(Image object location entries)
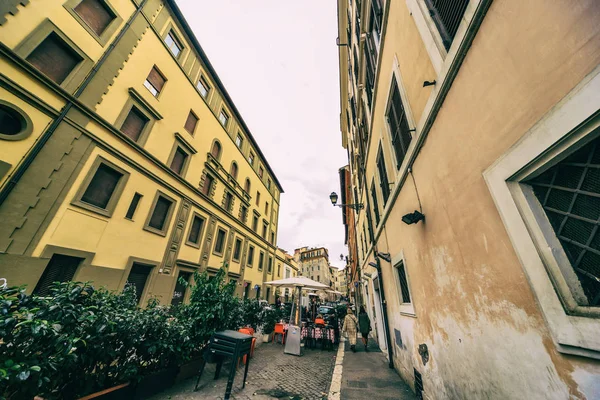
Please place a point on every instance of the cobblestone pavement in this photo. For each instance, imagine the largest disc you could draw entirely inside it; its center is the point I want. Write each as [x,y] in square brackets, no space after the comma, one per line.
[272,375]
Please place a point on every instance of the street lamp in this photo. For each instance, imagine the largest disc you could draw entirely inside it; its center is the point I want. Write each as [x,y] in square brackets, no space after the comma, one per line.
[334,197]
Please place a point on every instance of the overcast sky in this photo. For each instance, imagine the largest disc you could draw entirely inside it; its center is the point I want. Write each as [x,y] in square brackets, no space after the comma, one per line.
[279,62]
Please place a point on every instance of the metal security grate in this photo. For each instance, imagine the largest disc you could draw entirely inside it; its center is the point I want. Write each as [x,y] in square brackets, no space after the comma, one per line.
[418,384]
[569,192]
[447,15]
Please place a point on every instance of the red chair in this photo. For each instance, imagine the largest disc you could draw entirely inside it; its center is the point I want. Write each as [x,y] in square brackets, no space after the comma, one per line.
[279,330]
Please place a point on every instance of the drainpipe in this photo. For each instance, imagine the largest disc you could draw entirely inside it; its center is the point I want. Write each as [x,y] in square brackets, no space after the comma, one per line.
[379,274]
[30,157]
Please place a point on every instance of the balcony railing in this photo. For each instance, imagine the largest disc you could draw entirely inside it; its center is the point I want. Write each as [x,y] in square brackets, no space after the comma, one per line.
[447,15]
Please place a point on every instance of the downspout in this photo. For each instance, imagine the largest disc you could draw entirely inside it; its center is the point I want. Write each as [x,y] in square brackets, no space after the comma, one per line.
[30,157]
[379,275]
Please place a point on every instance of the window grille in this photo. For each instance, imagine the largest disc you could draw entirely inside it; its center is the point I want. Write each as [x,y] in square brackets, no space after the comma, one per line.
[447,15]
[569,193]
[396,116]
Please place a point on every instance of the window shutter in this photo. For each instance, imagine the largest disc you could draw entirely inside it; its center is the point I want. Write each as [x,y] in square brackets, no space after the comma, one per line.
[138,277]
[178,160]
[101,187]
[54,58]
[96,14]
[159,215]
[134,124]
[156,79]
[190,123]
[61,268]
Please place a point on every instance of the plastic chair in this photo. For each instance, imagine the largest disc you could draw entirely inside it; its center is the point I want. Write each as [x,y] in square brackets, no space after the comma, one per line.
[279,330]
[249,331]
--
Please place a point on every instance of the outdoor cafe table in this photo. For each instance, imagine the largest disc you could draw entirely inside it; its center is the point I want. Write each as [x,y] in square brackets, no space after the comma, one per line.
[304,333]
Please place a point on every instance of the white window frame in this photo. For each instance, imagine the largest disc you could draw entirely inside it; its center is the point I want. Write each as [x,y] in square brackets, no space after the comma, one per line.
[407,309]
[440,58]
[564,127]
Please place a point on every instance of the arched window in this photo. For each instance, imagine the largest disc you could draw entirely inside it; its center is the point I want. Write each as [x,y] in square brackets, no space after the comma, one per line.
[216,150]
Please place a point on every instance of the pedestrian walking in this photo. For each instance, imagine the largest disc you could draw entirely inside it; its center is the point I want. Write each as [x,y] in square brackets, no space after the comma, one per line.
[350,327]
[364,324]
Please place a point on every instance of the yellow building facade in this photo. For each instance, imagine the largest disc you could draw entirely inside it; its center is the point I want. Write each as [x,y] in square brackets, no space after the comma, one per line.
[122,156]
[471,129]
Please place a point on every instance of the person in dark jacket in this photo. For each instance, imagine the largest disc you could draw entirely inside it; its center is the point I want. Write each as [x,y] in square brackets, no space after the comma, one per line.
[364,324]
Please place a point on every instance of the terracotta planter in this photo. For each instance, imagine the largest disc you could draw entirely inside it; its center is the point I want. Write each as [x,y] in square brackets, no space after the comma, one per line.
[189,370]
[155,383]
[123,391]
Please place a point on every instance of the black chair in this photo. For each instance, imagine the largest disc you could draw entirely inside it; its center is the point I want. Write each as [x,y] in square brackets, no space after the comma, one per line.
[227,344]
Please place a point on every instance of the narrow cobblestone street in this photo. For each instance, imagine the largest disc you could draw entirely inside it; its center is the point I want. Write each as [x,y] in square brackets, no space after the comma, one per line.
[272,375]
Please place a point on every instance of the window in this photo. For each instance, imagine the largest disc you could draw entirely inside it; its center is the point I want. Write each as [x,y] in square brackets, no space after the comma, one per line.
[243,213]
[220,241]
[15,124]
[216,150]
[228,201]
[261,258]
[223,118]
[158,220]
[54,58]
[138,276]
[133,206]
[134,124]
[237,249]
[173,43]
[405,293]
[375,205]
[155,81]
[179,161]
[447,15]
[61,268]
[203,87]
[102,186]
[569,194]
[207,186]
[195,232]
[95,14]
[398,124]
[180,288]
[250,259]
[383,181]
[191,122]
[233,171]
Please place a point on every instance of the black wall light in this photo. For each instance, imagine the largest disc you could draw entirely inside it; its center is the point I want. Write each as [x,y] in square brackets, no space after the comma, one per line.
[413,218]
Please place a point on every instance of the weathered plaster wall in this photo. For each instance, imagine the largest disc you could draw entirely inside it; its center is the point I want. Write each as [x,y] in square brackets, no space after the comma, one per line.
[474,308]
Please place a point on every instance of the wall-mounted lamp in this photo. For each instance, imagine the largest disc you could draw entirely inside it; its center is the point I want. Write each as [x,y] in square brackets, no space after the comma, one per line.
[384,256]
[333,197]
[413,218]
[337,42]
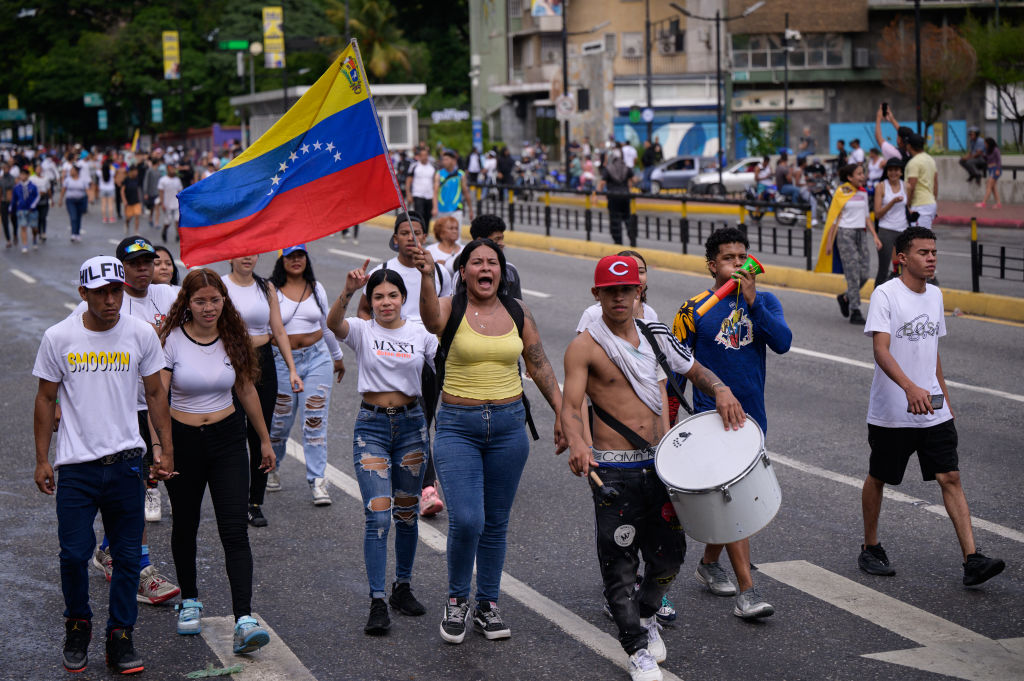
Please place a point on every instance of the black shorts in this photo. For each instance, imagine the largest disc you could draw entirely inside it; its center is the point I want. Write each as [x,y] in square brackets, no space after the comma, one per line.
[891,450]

**WHAT YOU NEED TO DO:** Return each line from the listing above that contains the string "lamp".

**FINISHED TASK:**
Please place a point on every instance of the street lamp in this photo. For each instance, imagine the largest disc you could draw entirely inside it; its center is the point I want. Write each as [x,y] in square brackets, no space after the comma, one per line.
Please place a point on every instance of the wall-mounted lamp in this photo. For each instance, imagine the largest disc you could draw entirely inside it; its center is the point I want. Write each as [x,y] in square brackets, no space after the comma, one per line.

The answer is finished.